+++ PROVIDED DATA +++

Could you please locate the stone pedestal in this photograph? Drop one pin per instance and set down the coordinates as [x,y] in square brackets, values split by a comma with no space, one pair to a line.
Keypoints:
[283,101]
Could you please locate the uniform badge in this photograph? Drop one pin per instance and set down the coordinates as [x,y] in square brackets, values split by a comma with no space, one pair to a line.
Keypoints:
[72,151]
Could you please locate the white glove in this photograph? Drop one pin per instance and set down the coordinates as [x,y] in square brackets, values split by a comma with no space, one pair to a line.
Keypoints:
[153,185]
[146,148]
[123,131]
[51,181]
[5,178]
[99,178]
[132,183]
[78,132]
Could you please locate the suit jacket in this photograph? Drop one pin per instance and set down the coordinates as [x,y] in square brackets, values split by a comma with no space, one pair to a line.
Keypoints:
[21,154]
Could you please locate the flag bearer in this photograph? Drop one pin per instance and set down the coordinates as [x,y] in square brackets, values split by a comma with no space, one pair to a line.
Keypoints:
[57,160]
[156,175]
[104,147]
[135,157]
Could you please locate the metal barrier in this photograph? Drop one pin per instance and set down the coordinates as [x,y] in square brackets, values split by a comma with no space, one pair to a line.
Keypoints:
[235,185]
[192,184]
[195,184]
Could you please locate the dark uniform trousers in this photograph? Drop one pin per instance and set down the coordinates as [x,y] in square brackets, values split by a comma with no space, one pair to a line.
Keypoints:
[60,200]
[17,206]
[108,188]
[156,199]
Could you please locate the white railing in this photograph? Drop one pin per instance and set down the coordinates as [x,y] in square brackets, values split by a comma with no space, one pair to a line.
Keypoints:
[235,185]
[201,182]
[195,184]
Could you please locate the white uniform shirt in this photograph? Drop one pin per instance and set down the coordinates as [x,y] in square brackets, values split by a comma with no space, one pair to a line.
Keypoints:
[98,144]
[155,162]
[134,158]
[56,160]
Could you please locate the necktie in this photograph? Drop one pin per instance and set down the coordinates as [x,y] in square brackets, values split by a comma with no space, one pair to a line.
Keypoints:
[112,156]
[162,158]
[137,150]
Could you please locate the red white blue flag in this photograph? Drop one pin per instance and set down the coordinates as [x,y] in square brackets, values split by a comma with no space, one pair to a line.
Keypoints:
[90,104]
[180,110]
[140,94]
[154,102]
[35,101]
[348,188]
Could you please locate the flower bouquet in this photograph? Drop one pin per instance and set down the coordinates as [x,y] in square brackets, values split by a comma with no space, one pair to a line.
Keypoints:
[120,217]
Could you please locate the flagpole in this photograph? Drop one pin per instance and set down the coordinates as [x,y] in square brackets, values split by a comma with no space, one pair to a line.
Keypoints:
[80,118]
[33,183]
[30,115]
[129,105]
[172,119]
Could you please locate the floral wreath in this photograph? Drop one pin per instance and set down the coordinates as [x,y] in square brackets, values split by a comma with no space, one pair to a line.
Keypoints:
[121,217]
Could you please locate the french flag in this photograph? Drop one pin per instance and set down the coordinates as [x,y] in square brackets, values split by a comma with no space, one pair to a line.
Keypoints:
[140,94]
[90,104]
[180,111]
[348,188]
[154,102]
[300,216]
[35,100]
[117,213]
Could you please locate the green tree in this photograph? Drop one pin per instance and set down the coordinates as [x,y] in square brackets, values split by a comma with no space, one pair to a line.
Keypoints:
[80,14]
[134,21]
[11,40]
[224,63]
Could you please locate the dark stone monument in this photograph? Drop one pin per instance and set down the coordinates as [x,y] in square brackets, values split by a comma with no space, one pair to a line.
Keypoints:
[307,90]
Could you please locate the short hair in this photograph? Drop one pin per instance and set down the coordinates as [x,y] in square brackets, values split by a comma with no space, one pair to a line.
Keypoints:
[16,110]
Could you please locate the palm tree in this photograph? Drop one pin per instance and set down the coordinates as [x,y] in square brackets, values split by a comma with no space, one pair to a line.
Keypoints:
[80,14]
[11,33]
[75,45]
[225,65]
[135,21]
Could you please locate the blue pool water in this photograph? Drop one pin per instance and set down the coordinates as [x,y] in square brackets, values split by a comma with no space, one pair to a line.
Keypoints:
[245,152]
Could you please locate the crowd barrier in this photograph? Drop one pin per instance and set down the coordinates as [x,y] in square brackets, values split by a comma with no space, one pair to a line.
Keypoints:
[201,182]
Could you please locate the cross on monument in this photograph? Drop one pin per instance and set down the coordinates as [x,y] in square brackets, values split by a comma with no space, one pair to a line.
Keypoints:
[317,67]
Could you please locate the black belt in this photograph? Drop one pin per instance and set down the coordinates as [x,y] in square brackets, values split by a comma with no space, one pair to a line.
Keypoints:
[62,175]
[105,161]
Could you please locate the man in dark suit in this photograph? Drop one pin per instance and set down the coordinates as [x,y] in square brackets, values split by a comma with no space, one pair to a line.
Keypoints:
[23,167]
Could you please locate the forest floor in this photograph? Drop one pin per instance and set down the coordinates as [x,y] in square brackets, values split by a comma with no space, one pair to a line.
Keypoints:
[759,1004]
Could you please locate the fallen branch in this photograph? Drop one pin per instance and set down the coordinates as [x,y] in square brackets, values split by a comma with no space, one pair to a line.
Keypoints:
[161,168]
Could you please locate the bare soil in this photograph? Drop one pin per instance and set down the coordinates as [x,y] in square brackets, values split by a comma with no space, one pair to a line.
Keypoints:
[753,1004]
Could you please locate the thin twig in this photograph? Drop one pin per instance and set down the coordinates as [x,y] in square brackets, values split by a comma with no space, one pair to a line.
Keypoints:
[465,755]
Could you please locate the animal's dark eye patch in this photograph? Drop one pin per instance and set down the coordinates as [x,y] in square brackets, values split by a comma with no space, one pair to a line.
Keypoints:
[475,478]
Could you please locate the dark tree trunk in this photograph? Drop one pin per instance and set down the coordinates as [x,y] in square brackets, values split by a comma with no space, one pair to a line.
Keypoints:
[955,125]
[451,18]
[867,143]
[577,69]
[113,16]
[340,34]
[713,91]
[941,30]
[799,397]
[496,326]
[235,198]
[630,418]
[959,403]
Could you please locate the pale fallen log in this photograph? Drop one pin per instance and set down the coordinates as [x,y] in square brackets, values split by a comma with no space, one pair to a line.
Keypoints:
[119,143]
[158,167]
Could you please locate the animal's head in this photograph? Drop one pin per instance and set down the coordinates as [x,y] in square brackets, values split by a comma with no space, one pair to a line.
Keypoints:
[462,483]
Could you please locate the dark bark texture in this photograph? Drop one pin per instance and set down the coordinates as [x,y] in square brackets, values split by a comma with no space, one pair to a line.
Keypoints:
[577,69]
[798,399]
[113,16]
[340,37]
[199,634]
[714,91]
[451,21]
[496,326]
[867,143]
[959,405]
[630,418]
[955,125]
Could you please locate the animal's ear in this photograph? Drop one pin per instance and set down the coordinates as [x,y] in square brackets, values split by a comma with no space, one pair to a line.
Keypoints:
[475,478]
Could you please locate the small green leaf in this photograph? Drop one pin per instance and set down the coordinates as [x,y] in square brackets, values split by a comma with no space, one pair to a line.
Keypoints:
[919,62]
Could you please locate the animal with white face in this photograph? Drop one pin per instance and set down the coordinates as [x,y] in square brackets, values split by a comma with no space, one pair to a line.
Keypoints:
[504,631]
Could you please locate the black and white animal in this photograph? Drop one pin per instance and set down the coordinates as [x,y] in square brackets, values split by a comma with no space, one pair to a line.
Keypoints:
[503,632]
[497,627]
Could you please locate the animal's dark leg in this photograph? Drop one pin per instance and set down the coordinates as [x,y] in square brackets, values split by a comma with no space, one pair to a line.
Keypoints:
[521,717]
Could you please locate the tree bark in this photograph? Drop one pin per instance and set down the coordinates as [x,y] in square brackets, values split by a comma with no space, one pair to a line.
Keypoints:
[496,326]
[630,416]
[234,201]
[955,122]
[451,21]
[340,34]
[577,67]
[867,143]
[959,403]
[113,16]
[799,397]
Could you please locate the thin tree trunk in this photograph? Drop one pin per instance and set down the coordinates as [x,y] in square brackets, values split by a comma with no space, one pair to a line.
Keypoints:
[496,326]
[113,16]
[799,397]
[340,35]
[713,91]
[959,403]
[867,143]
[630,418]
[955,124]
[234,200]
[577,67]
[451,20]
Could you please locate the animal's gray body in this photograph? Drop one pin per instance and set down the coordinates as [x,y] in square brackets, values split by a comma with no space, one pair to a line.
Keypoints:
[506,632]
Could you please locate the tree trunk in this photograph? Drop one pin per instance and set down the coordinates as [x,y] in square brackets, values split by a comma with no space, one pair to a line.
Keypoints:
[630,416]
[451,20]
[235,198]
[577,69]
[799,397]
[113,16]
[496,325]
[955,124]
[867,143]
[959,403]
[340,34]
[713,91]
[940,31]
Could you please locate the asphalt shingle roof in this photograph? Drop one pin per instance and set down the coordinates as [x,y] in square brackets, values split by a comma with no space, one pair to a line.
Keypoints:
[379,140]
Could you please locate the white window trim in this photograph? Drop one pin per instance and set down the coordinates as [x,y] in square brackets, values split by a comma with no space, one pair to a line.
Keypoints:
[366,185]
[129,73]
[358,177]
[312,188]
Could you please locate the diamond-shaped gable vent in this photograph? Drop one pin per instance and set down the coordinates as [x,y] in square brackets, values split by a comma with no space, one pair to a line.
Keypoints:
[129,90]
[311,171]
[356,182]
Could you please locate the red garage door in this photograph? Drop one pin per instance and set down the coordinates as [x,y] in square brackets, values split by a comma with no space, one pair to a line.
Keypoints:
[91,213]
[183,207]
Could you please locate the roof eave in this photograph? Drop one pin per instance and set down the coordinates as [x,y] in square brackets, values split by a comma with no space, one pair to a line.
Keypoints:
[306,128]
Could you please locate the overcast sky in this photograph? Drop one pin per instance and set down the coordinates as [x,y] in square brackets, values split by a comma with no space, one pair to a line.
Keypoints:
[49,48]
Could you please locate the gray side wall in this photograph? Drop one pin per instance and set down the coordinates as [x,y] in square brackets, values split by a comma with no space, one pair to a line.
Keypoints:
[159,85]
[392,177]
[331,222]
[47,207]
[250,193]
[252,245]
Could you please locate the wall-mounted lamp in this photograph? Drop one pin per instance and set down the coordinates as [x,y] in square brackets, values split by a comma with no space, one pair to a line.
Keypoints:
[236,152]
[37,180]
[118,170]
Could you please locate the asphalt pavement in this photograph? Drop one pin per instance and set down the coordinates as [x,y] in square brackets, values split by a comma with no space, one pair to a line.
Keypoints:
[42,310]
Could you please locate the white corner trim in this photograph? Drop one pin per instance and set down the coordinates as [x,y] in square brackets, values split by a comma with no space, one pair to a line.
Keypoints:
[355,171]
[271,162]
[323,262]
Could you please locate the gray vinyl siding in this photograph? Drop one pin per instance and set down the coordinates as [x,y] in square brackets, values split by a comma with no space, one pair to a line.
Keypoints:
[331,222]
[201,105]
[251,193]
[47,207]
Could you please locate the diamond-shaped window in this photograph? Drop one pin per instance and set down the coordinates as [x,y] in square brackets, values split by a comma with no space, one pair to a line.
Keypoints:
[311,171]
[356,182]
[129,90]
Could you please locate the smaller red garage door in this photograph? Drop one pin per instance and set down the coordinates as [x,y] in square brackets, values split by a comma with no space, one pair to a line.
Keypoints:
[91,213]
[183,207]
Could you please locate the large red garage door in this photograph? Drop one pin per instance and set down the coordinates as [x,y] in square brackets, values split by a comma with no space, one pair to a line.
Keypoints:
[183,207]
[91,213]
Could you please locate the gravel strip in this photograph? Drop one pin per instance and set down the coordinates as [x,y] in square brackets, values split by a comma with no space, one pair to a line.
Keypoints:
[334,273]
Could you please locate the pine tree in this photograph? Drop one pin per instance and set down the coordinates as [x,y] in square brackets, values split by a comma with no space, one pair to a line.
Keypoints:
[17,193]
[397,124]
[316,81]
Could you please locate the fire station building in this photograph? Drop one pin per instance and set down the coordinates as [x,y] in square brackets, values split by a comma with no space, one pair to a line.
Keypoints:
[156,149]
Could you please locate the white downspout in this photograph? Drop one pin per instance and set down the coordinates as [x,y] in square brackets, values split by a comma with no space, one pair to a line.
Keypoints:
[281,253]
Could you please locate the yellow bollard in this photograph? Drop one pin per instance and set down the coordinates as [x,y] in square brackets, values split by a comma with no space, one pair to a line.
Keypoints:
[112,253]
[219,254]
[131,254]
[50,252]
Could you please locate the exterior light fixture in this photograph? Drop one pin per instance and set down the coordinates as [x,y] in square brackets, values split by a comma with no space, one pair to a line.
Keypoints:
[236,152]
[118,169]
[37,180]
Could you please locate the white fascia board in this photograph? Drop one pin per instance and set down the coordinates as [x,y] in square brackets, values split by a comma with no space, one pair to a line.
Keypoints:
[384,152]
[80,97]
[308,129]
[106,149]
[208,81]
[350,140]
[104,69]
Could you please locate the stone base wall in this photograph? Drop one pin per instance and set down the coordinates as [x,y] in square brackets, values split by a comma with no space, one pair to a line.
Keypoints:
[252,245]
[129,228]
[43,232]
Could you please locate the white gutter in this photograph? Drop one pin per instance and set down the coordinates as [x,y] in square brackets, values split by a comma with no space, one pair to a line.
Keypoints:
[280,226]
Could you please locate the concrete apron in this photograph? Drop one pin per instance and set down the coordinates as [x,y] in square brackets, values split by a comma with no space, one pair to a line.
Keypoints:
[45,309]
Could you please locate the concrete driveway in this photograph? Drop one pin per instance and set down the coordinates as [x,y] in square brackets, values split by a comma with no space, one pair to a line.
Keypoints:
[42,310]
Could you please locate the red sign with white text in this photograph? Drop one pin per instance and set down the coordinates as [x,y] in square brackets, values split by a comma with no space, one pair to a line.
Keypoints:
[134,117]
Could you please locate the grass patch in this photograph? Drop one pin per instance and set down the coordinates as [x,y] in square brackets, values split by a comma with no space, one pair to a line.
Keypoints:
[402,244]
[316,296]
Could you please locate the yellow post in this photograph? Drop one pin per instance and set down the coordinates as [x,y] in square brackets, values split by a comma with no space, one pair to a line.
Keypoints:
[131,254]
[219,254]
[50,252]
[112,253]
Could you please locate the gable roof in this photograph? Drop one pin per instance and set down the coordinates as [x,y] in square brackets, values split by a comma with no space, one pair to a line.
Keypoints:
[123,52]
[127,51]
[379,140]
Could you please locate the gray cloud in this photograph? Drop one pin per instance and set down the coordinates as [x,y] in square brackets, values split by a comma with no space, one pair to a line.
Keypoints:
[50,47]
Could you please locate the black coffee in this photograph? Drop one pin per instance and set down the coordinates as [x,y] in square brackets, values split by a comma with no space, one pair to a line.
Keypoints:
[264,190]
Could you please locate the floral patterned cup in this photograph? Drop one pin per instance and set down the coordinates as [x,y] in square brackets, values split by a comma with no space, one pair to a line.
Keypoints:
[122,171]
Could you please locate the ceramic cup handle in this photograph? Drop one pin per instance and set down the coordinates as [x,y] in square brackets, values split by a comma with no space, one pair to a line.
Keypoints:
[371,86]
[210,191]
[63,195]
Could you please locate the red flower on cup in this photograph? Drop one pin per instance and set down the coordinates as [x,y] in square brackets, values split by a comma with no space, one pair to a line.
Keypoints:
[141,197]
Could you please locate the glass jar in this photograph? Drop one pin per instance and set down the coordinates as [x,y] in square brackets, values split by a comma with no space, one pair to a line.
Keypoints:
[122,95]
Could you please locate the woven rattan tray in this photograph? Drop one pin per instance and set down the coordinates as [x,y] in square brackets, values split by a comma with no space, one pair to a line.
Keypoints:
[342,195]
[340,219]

+++

• **PROBLEM DESCRIPTION**
Repeat, character for character, the lines from the one that holds "Could you please locate the red flower" to the final line of the material, inclusive, and no other lines.

• **RESPONSE BELOW**
Could you please locate the red flower on cup in this photograph? Drop one pin per instance and set down the coordinates as [x,y] in square brackets, values split by a comma with no space, one pair to a line.
Keypoints:
[141,197]
Could you please locate the glass jar in this photograph? Drop one pin per instance and set down the coordinates as [x,y] in square brackets, values split by a comma with no space, one pair to a line.
Keypoints:
[122,95]
Could you please locate the woven rattan tray in this photograph? Drop one pin per instance and set down the coordinates as [x,y] in square brackets, values split by a comma with no space, one pair to a line.
Keypoints:
[342,195]
[340,219]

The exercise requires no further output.